Text passage:

The experience I have has helped me tremendously to navigate the challenges the country has been going through. I am not new to the Bank – I was here before as deputy governor. When I rejoined, the situation was quite tough. The economy was under severe pressure, largely because of the prices of copper and other commodities fell in 2015. Our situation was made more difficult because there was a massive expansion in infrastructure going on with the expectation that there would be a lot of revenue coming in. The result was a huge depreciation in the exchange rate. We couldn’t deal with this through the supply side – that takes time to react. The only avenue we had was to try to restrain the demand side. While we were grappling with this, the electricity supply was also under stress. We depend heavily on hydropower; so when water levels came down, production of electricity was adversely affected. So, we tightened monetary policy quite strongly, particularly in November 2015, and that restrained the demand side. It wasn’t palatable, but we did our best to explain why we were doing what we were doing. Inflation peaked in February 2016 at 22.9 per cent, but we were confident with what we were seeing on a monthly basis that things were going to change. The challenge was to convince other players why this was happening. We continued tightening monetary policy until February of this year. We reached a point where things calmed down: the price of copper started to come up; the rains were above normal and agriculture output also improved. That’s what some of the growth we are seeing now is driven by: agriculture, energy and a bit of manufacturing. We are now at the stage where things look much brighter.

 

One of the reasons for this brighter outlook may be the strengthening of economic confidence as reflected by the participation of foreign investors in the government securities market. In what ways is the perception of Zambia a crucial factor for drawing in more foreign direct investment?

Objective 1:
According to the central bank interview, when did inflation peak, and at what rate?
Objective 2:
Turn the central bank interview paragraph beginning "The experience I have has helped me" into a short bulleted list that keeps its main facts.
Objective 3:
Using the central bank interview, decide whether each statement is true, and answer yes or no, quoting the words that settle it:
(a) The speaker had worked at the Bank before as deputy governor.
(b) The exchange rate depreciation was handled through the supply side.
(c) Monetary policy tightening stopped in November 2015.

Listed records:
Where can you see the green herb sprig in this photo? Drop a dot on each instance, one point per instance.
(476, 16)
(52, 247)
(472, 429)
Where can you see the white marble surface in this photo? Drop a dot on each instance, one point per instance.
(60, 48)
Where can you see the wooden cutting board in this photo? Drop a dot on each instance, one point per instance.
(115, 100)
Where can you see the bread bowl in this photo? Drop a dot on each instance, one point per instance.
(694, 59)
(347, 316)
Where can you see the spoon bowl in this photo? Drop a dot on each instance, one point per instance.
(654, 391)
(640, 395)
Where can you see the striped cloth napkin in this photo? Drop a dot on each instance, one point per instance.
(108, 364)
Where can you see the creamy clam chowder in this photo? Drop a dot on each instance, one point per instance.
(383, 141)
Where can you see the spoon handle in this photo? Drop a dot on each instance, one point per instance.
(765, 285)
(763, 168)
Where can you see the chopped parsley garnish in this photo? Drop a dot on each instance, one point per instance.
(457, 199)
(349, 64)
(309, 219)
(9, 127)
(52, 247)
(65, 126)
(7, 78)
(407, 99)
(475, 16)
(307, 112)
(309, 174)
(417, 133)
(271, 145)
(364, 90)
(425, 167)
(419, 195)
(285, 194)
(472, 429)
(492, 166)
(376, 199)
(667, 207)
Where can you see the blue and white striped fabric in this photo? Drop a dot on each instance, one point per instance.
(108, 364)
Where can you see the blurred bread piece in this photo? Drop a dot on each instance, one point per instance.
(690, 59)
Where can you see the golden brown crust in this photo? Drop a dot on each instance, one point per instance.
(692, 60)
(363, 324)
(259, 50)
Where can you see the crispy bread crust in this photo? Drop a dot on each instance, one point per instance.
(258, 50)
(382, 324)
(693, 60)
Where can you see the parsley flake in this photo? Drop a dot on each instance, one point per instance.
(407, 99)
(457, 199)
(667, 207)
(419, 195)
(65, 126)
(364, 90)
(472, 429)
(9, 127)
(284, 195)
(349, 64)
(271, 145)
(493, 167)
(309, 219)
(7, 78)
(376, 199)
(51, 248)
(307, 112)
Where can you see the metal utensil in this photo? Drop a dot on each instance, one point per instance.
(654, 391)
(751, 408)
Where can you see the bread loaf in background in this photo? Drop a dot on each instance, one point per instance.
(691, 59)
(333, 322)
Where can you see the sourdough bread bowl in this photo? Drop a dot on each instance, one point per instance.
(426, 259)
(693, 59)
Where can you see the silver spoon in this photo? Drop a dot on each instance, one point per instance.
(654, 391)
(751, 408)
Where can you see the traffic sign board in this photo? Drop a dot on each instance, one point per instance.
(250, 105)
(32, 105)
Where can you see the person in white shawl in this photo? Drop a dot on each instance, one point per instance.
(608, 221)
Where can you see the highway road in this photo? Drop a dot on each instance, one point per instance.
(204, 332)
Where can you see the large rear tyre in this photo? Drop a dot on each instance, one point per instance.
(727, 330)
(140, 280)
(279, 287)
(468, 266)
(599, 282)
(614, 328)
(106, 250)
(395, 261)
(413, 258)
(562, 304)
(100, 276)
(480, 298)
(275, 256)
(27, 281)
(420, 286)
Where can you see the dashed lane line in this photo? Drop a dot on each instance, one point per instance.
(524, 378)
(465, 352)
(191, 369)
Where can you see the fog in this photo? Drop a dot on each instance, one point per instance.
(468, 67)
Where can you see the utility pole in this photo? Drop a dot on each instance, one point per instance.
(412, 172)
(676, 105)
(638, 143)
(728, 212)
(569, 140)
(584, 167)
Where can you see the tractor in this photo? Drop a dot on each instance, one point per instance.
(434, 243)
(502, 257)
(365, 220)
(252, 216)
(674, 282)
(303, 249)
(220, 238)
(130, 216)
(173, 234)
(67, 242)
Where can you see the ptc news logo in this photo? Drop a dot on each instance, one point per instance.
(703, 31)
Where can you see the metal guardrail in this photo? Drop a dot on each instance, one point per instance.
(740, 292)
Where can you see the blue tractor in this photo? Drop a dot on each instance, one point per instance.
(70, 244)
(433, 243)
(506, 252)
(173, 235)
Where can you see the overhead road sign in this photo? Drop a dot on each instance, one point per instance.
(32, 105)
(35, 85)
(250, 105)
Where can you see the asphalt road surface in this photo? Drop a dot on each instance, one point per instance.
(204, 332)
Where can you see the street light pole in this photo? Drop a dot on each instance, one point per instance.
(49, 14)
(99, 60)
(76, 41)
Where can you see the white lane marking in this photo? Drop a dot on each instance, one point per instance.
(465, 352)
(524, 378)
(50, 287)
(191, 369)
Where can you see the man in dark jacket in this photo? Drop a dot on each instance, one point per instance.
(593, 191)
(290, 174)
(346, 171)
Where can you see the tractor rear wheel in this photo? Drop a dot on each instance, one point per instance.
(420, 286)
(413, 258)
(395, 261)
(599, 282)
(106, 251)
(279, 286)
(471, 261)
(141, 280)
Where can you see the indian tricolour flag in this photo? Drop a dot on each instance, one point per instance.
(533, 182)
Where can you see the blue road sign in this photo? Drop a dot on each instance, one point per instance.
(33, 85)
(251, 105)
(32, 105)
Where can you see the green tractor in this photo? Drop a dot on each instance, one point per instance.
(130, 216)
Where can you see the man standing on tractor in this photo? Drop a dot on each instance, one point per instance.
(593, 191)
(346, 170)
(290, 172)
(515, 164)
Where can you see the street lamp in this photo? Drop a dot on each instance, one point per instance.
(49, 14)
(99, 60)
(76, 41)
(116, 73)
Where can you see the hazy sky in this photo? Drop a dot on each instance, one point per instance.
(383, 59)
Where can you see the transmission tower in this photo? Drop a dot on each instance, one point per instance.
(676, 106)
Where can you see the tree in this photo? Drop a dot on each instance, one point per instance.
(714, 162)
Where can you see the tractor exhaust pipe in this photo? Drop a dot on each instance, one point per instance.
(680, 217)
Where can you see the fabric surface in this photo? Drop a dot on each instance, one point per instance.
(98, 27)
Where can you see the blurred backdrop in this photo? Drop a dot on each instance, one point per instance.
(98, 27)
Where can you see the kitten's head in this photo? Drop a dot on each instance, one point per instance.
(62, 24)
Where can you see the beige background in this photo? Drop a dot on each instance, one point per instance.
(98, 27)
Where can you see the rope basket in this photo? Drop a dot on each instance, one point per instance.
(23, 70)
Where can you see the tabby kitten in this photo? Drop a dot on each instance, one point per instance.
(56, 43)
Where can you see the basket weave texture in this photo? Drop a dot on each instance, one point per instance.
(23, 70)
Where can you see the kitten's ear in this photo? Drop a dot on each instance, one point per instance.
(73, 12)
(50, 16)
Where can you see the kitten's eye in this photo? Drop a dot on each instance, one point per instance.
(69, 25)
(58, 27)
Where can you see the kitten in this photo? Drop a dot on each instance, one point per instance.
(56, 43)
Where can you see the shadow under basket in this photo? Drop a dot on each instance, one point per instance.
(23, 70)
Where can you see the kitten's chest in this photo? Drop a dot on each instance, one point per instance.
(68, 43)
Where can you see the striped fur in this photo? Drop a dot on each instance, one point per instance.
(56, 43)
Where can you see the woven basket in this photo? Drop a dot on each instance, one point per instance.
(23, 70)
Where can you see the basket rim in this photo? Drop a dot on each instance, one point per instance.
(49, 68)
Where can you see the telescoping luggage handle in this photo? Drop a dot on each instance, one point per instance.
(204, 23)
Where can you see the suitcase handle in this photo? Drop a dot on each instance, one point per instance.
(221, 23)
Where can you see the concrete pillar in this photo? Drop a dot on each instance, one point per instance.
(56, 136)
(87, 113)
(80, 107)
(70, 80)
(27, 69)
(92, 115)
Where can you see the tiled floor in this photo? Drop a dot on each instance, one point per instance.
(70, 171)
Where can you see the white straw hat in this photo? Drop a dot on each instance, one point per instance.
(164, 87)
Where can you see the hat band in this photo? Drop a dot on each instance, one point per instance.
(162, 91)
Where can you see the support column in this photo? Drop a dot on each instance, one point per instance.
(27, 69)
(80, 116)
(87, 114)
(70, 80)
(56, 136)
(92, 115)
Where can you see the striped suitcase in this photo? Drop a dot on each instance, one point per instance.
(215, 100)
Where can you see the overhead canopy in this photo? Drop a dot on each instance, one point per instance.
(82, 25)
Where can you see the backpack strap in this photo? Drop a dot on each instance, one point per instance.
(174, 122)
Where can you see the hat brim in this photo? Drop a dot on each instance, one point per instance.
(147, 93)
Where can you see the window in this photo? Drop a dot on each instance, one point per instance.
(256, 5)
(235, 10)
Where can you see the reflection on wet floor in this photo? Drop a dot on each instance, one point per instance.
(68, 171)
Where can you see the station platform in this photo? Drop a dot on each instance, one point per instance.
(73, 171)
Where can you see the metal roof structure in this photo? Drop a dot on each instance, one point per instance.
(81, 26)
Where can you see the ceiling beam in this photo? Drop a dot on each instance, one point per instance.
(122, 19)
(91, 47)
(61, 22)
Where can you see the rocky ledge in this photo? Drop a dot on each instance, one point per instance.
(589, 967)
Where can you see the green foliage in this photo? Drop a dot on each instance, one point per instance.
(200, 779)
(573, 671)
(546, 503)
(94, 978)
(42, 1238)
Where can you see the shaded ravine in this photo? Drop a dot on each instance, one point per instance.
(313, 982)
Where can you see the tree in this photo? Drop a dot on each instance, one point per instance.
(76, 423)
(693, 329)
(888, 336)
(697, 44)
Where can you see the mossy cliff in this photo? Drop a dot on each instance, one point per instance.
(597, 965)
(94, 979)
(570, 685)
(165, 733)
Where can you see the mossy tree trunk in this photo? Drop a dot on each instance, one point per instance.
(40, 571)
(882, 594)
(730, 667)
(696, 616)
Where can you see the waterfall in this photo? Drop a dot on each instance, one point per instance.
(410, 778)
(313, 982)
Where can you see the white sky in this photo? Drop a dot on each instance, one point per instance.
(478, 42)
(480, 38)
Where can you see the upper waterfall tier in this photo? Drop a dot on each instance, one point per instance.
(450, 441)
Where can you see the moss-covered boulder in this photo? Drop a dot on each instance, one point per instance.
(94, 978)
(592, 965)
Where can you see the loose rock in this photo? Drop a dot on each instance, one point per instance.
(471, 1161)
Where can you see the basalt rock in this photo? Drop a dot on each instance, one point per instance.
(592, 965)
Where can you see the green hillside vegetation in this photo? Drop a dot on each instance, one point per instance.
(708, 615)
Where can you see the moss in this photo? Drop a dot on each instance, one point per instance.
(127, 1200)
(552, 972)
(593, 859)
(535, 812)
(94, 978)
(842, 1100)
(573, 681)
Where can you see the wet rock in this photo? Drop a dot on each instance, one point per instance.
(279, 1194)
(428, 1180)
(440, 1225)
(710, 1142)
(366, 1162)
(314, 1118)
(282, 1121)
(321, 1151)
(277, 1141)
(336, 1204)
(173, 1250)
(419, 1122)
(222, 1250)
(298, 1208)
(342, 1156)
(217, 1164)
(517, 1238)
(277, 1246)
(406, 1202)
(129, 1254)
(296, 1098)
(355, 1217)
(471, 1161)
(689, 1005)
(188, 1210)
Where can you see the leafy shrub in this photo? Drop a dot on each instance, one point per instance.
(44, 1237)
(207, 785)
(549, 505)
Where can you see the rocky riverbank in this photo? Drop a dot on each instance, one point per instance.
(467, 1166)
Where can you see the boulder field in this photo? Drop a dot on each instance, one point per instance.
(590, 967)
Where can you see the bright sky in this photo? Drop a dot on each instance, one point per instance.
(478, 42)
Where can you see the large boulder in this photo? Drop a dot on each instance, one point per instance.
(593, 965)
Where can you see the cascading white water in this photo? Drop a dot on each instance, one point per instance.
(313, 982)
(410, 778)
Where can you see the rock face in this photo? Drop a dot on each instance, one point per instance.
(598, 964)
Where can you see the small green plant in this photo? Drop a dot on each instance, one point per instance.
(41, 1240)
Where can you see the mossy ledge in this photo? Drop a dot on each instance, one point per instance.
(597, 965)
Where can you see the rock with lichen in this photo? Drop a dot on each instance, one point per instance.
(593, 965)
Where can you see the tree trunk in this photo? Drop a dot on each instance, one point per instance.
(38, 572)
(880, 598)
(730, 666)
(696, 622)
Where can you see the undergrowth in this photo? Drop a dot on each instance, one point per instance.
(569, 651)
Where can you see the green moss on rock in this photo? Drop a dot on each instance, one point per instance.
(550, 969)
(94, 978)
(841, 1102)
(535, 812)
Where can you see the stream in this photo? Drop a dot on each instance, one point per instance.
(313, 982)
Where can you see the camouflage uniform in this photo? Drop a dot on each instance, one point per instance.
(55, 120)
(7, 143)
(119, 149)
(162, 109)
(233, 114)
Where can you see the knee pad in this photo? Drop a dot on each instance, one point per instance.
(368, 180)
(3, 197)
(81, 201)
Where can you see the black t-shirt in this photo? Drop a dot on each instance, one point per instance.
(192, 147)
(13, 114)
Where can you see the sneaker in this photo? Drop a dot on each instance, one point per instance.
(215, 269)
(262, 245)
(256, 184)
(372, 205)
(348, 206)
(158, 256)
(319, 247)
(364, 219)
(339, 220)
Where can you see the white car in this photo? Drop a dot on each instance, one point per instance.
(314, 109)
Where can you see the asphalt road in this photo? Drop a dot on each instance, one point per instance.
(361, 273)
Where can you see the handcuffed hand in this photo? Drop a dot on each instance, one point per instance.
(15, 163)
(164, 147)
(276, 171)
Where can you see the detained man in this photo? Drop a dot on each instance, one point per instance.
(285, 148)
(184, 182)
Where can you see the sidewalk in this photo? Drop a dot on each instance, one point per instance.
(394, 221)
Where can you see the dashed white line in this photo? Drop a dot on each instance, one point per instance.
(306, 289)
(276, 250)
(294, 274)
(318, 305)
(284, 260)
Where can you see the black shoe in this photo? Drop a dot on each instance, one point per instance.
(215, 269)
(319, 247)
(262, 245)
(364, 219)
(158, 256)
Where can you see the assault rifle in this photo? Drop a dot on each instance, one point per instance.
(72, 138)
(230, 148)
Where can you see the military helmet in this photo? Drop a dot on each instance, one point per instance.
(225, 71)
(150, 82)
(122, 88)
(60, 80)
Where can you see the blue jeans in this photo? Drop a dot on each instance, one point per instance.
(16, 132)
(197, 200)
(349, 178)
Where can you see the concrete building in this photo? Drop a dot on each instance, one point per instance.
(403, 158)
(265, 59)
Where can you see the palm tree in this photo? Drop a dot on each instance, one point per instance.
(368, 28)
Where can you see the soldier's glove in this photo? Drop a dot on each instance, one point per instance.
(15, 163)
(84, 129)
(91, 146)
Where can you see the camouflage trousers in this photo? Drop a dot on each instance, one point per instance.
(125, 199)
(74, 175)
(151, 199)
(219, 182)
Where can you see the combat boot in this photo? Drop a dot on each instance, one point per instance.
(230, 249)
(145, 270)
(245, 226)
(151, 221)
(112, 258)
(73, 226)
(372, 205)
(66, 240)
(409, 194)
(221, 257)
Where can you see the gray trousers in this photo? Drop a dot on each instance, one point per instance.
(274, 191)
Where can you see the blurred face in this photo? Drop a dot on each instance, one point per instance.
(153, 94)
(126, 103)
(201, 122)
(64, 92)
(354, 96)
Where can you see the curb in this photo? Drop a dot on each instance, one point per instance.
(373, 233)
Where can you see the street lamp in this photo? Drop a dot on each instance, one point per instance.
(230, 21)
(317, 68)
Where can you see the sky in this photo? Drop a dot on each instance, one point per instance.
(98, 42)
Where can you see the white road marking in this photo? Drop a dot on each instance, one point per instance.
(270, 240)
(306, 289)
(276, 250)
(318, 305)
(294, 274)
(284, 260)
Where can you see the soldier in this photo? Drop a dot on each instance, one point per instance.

Final answer 1:
Inflation peaked in February 2016 at 22.9 per cent.

Final answer 2:
- The speaker had served at the Bank as deputy governor and rejoined it when conditions were tough.
- Copper and other commodity prices fell in 2015. At the same time, a large infrastructure expansion was underway on the expectation of high revenue. The result was a huge exchange rate depreciation.
- The supply side was too slow to react, so the only option was to restrain demand.
- Low water levels cut hydropower output and strained the electricity supply.
- Monetary policy was tightened strongly, especially in November 2015, and tightening continued until February of this year.
- Inflation peaked at 22.9 per cent in February 2016. Monthly figures pointed to change, but convincing other players was a challenge.
- Conditions calmed as copper prices rose, rains were above normal and agricultural output improved.
- Current growth comes from agriculture, energy and some manufacturing, and the outlook is brighter.

Final answer 3:
(a) Yes: "I was here before as deputy governor."
(b) No: "We couldn’t deal with this through the supply side"
(c) No: "We continued tightening monetary policy until February of this year."